**EXCERPT**:
# # #

Since my Bermuda will be going dormant in about 6 weeks or so is it worth it to fight the nutsedge now?


----------



## Ware (Jan 28, 2017)

ctrav said:


> Since my Bermuda will be going dormant in about 6 weeks or so is it worth it to fight the nutsedge now?


I would combat it every chance you get - it is a vicious weed.


----------



## ctrav (Aug 18, 2018)

Ware said:


> ctrav said:
> 
> 
> > Since my Bermuda will be going dormant in about 6 weeks or so is it worth it to fight the nutsedge now?
> ...


Well now I have it...going to work on it starting Sunday!!


----------



## Greyleafspot (Oct 16, 2018)

Careful with image in hot temps on st aug. I use sledgehammer. I like it because it takes a long time to kill (2 weeks to a month)so my st aug fills in as it dies out. Make sure you use a surfactant. I don't care if it says it already has one in it, do more.


----------



## Godawgs4728 (Aug 9, 2019)

Hashwad said:


> Best way to get rid of Sedge,,,, move😆


Really debating this! 🤣🤣


----------



## ktgrok (May 25, 2019)

Greyleafspot said:


> Careful with image in hot temps on st aug. I use sledgehammer. I like it because it takes a long time to kill (2 weeks to a month)so my st aug fills in as it dies out. Make sure you use a surfactant. I don't care if it says it already has one in it, do more.


Sedgehammer is not labeled for globe sedge, in case anyone is dealing with that.


----------



## CenlaLowell (Apr 21, 2017)

Greyleafspot said:


> Careful with image in hot temps on st aug. I use sledgehammer. I like it because it takes a long time to kill (2 weeks to a month)so my st aug fills in as it dies out. Make sure you use a surfactant. I don't care if it says it already has one in it, do more.


This is what scares me with St Augustine. I probably won't spray and post emergents until October


----------

# # #

**ITEMS**:
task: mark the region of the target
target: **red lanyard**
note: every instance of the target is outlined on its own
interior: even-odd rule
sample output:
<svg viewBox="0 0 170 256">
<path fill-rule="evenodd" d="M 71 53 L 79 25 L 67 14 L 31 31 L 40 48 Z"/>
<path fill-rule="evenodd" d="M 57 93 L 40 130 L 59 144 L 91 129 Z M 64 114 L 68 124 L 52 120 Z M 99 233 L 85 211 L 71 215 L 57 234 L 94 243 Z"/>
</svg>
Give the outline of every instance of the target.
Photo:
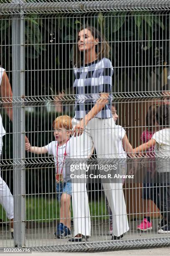
<svg viewBox="0 0 170 256">
<path fill-rule="evenodd" d="M 66 159 L 66 156 L 67 155 L 67 154 L 66 154 L 66 149 L 67 148 L 67 143 L 68 142 L 68 141 L 69 141 L 69 139 L 66 142 L 66 149 L 65 150 L 65 153 L 64 153 L 64 160 L 63 161 L 63 165 L 62 166 L 62 169 L 61 169 L 61 173 L 62 173 L 63 172 L 63 165 L 64 164 L 64 162 L 65 162 L 65 160 Z M 58 174 L 58 145 L 59 145 L 59 143 L 58 142 L 58 144 L 57 144 L 57 155 L 56 156 L 56 159 L 57 160 L 57 174 Z"/>
</svg>

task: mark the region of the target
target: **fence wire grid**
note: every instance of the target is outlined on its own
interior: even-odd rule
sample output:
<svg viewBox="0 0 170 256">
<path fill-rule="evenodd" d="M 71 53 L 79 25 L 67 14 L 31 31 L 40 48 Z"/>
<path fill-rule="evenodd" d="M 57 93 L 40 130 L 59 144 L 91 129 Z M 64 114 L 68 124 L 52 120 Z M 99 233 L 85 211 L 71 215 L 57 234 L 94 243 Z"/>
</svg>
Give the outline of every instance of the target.
<svg viewBox="0 0 170 256">
<path fill-rule="evenodd" d="M 170 8 L 1 1 L 0 250 L 169 245 Z"/>
</svg>

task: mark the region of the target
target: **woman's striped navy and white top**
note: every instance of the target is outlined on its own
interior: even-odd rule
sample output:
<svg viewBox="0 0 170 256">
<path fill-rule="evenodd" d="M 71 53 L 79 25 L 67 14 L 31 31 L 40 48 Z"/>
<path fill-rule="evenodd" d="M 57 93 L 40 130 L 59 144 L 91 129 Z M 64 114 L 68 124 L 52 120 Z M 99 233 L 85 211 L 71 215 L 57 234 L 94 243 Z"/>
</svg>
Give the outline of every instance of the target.
<svg viewBox="0 0 170 256">
<path fill-rule="evenodd" d="M 108 103 L 96 116 L 102 118 L 112 118 L 112 76 L 113 68 L 106 58 L 74 68 L 76 88 L 75 115 L 77 119 L 84 118 L 99 99 L 101 92 L 109 93 Z"/>
</svg>

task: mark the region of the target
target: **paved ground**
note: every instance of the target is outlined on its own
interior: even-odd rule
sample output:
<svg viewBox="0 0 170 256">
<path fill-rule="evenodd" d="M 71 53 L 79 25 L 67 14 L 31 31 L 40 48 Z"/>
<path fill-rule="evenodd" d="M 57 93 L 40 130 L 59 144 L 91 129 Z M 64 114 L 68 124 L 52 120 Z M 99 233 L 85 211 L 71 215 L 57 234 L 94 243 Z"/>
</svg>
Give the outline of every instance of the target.
<svg viewBox="0 0 170 256">
<path fill-rule="evenodd" d="M 114 254 L 119 255 L 145 255 L 146 253 L 150 255 L 155 255 L 156 254 L 161 254 L 163 251 L 164 254 L 170 255 L 170 248 L 155 248 L 150 249 L 142 249 L 141 250 L 130 250 L 130 251 L 124 251 L 123 249 L 127 248 L 132 248 L 136 249 L 137 248 L 145 248 L 148 245 L 154 247 L 157 243 L 159 247 L 162 246 L 168 245 L 168 242 L 170 245 L 170 234 L 165 235 L 164 234 L 157 233 L 157 223 L 156 221 L 154 222 L 153 229 L 147 232 L 140 233 L 136 230 L 137 223 L 131 222 L 130 223 L 130 230 L 126 234 L 123 240 L 121 241 L 113 242 L 111 240 L 112 236 L 108 232 L 109 226 L 108 224 L 96 223 L 96 225 L 92 227 L 91 236 L 90 238 L 86 243 L 71 243 L 69 242 L 68 239 L 57 239 L 53 236 L 53 229 L 52 227 L 48 226 L 46 228 L 34 228 L 26 230 L 26 246 L 33 247 L 33 249 L 36 251 L 39 251 L 41 253 L 42 251 L 46 251 L 46 255 L 52 255 L 53 252 L 49 251 L 59 251 L 61 250 L 67 250 L 69 253 L 63 252 L 58 252 L 58 254 L 62 255 L 66 253 L 69 253 L 69 256 L 77 253 L 78 250 L 84 251 L 86 255 L 89 255 L 89 251 L 97 250 L 98 252 L 94 252 L 93 255 L 98 253 L 101 249 L 103 251 L 100 252 L 101 255 L 104 254 L 109 254 L 113 253 L 113 252 L 106 252 L 108 249 L 114 251 Z M 138 223 L 137 223 L 138 224 Z M 10 238 L 9 229 L 3 229 L 2 230 L 2 227 L 0 230 L 0 248 L 13 248 L 13 241 Z M 3 239 L 2 239 L 3 238 Z M 89 248 L 89 251 L 85 252 Z M 117 251 L 116 250 L 121 251 Z M 74 252 L 71 252 L 74 250 Z M 146 251 L 147 250 L 147 251 Z M 158 251 L 157 251 L 158 250 Z M 155 253 L 153 252 L 154 252 Z M 0 252 L 3 252 L 1 250 Z M 79 252 L 79 253 L 80 253 Z M 155 253 L 155 254 L 154 254 Z M 39 253 L 38 252 L 32 252 L 33 255 L 38 256 Z"/>
<path fill-rule="evenodd" d="M 109 256 L 110 255 L 123 255 L 126 256 L 126 255 L 137 255 L 137 256 L 144 255 L 170 255 L 170 247 L 165 247 L 163 248 L 155 248 L 153 249 L 141 249 L 140 250 L 128 250 L 125 251 L 115 251 L 114 252 L 112 251 L 106 251 L 106 252 L 101 252 L 97 253 L 84 253 L 84 252 L 32 252 L 31 254 L 30 254 L 31 256 L 39 256 L 40 253 L 43 253 L 44 256 L 103 256 L 104 255 L 107 255 Z M 8 253 L 5 253 L 4 255 L 11 255 Z M 21 256 L 21 255 L 25 255 L 25 254 L 15 254 L 15 256 L 18 255 L 18 256 Z M 28 255 L 29 254 L 26 254 Z"/>
</svg>

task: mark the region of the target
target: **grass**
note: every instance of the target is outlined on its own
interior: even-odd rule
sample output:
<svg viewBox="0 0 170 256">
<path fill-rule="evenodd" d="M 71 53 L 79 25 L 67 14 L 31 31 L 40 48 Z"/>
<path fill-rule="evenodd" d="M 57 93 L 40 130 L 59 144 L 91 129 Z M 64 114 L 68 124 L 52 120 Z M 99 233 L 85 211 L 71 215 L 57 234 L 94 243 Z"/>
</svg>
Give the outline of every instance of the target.
<svg viewBox="0 0 170 256">
<path fill-rule="evenodd" d="M 94 220 L 106 221 L 109 220 L 108 213 L 106 209 L 105 200 L 99 199 L 96 203 L 89 202 L 89 208 L 91 218 Z M 47 197 L 26 197 L 26 218 L 27 220 L 38 220 L 40 222 L 49 222 L 53 220 L 59 219 L 60 204 L 56 199 L 49 199 Z M 71 207 L 71 217 L 73 217 Z M 0 205 L 0 219 L 5 222 L 6 213 Z M 8 219 L 7 219 L 8 220 Z"/>
</svg>

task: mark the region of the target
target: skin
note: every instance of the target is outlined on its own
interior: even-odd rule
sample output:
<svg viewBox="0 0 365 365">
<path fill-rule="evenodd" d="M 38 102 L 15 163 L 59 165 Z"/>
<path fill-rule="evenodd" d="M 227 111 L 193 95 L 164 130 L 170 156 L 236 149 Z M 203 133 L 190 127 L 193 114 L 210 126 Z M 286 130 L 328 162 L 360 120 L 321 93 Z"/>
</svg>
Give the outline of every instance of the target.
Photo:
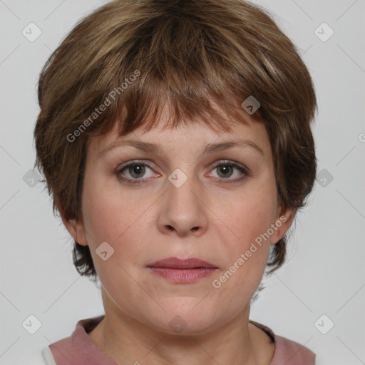
<svg viewBox="0 0 365 365">
<path fill-rule="evenodd" d="M 274 344 L 249 323 L 250 300 L 270 245 L 284 235 L 294 212 L 278 205 L 267 133 L 248 115 L 246 123 L 220 133 L 200 123 L 163 130 L 167 120 L 164 113 L 149 132 L 139 128 L 118 138 L 115 128 L 88 141 L 83 222 L 63 219 L 63 223 L 78 242 L 89 245 L 102 284 L 105 319 L 88 335 L 120 365 L 269 365 Z M 263 154 L 238 146 L 202 155 L 208 143 L 237 137 L 254 142 Z M 113 142 L 130 139 L 158 143 L 161 150 L 122 146 L 98 159 Z M 149 165 L 144 175 L 131 175 L 128 168 L 120 172 L 133 160 Z M 236 168 L 222 170 L 220 164 L 227 167 L 222 160 L 246 166 L 249 175 Z M 177 168 L 187 177 L 180 187 L 168 180 Z M 147 182 L 128 184 L 118 175 Z M 243 179 L 233 182 L 235 178 Z M 284 216 L 286 222 L 269 239 L 215 288 L 212 281 Z M 106 261 L 96 253 L 103 242 L 114 250 Z M 219 270 L 194 283 L 176 284 L 146 267 L 169 257 L 199 257 Z M 180 333 L 169 325 L 176 315 L 186 324 Z"/>
</svg>

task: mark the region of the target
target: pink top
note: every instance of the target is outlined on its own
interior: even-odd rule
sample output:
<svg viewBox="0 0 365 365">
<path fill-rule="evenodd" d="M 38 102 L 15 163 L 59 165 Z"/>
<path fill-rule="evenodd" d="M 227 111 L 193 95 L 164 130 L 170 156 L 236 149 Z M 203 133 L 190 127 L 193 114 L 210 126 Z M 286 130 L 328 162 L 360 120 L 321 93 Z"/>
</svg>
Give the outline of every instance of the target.
<svg viewBox="0 0 365 365">
<path fill-rule="evenodd" d="M 88 335 L 103 318 L 104 315 L 81 319 L 69 337 L 49 345 L 56 365 L 118 365 Z M 275 342 L 275 352 L 269 365 L 315 365 L 316 355 L 307 347 L 277 336 L 263 324 L 251 320 L 250 322 Z"/>
</svg>

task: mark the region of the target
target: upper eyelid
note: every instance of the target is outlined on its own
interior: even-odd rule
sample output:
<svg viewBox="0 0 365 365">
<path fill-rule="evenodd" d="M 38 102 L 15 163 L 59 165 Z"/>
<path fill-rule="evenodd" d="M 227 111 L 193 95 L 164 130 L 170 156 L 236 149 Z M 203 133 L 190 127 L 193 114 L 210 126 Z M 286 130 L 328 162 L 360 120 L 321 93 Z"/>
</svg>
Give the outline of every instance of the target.
<svg viewBox="0 0 365 365">
<path fill-rule="evenodd" d="M 220 166 L 220 165 L 232 165 L 235 168 L 242 168 L 245 172 L 245 173 L 247 173 L 247 175 L 251 171 L 250 169 L 249 169 L 245 165 L 237 163 L 236 161 L 233 161 L 232 160 L 222 159 L 222 160 L 219 160 L 218 161 L 215 161 L 213 163 L 214 163 L 214 165 L 212 166 L 212 168 L 211 168 L 212 169 L 216 168 L 217 166 Z M 123 165 L 121 167 L 118 167 L 117 169 L 117 171 L 118 171 L 118 172 L 121 171 L 122 170 L 124 170 L 125 168 L 128 168 L 128 166 L 133 165 L 138 165 L 138 164 L 145 165 L 148 168 L 153 170 L 149 163 L 137 160 L 132 160 L 132 161 L 128 161 L 128 163 L 125 163 L 125 165 Z"/>
</svg>

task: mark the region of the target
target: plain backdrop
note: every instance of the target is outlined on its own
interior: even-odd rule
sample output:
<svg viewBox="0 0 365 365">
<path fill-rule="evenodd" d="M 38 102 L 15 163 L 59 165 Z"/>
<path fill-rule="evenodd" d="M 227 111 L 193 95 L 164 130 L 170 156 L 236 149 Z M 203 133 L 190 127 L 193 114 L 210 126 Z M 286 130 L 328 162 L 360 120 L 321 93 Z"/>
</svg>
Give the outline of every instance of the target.
<svg viewBox="0 0 365 365">
<path fill-rule="evenodd" d="M 100 289 L 72 264 L 72 241 L 45 186 L 29 181 L 41 68 L 76 22 L 105 2 L 0 1 L 1 364 L 36 364 L 78 320 L 104 313 Z M 365 1 L 255 2 L 274 14 L 312 75 L 319 168 L 287 262 L 250 318 L 310 348 L 319 364 L 365 364 Z M 24 35 L 29 26 L 33 36 L 41 32 L 33 41 Z M 24 327 L 29 316 L 40 324 L 34 334 Z"/>
</svg>

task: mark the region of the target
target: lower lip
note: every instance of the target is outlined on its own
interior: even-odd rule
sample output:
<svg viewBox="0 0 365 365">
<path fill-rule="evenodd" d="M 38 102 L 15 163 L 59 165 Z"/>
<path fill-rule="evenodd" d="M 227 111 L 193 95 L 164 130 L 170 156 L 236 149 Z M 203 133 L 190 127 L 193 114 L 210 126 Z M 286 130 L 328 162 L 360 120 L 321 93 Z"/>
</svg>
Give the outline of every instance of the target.
<svg viewBox="0 0 365 365">
<path fill-rule="evenodd" d="M 171 269 L 168 267 L 148 267 L 152 272 L 165 279 L 178 283 L 194 282 L 209 277 L 218 269 L 201 267 L 198 269 Z"/>
</svg>

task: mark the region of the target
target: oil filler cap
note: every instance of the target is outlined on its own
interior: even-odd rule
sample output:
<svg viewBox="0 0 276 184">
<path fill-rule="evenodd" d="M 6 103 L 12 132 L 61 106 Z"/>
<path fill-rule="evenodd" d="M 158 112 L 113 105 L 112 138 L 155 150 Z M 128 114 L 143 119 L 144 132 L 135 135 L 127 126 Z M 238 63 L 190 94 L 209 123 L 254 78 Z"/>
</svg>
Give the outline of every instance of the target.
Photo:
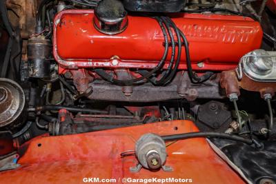
<svg viewBox="0 0 276 184">
<path fill-rule="evenodd" d="M 101 33 L 116 34 L 122 32 L 128 26 L 127 12 L 118 0 L 103 0 L 95 11 L 94 25 Z"/>
</svg>

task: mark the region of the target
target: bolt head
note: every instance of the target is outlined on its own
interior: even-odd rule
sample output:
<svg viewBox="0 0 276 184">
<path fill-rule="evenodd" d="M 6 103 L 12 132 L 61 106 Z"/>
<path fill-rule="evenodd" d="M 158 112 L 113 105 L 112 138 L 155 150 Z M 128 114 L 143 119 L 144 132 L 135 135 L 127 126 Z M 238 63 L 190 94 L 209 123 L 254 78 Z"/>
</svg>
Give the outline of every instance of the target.
<svg viewBox="0 0 276 184">
<path fill-rule="evenodd" d="M 7 96 L 7 91 L 3 88 L 0 88 L 0 103 L 3 101 Z"/>
</svg>

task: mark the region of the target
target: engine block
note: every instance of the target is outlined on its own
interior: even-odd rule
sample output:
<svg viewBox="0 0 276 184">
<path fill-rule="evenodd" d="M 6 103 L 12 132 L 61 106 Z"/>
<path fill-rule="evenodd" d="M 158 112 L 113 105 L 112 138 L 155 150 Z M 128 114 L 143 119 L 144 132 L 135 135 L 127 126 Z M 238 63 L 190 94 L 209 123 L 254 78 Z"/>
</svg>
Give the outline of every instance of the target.
<svg viewBox="0 0 276 184">
<path fill-rule="evenodd" d="M 65 68 L 156 66 L 164 46 L 161 28 L 154 19 L 128 16 L 124 32 L 106 35 L 94 27 L 94 16 L 93 10 L 68 10 L 55 17 L 53 54 L 60 73 Z M 260 25 L 248 17 L 178 13 L 172 19 L 189 41 L 194 70 L 233 69 L 243 55 L 261 45 Z M 183 54 L 179 70 L 186 69 L 185 60 Z M 165 68 L 168 64 L 168 61 Z"/>
</svg>

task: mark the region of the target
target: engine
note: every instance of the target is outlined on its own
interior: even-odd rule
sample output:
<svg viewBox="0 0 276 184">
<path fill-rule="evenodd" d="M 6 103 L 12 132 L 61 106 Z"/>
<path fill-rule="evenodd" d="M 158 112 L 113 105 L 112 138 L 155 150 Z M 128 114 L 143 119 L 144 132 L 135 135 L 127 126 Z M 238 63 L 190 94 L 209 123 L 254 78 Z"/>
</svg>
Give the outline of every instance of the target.
<svg viewBox="0 0 276 184">
<path fill-rule="evenodd" d="M 126 15 L 123 10 L 124 15 L 118 22 L 115 16 L 106 20 L 109 23 L 101 21 L 107 19 L 105 13 L 117 8 L 110 10 L 104 3 L 99 3 L 95 11 L 62 11 L 54 20 L 53 54 L 59 73 L 72 78 L 78 91 L 91 99 L 144 102 L 182 97 L 221 98 L 217 90 L 215 95 L 206 92 L 214 88 L 194 89 L 184 84 L 188 75 L 181 71 L 193 68 L 210 74 L 234 69 L 239 58 L 259 48 L 262 42 L 260 25 L 250 18 L 176 13 L 169 19 L 188 43 L 187 53 L 179 50 L 184 41 L 178 43 L 172 31 L 171 35 L 168 30 L 164 35 L 165 25 L 155 17 Z M 112 25 L 112 21 L 116 23 Z M 146 82 L 150 77 L 152 79 Z M 80 78 L 86 79 L 80 81 Z M 101 79 L 125 86 L 100 84 L 97 80 Z M 131 86 L 139 81 L 144 81 Z M 155 94 L 157 91 L 160 95 Z"/>
</svg>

# # #

**THE REQUEST**:
In the nutsedge thread, what reason does Ware give for fighting nutsedge at every chance, even though the Bermuda will go dormant in about six weeks? Answer in one to three sentences.

**RESPONSE TO THIS TASK**:
Ware says to fight it at every chance because nutsedge is a vicious weed.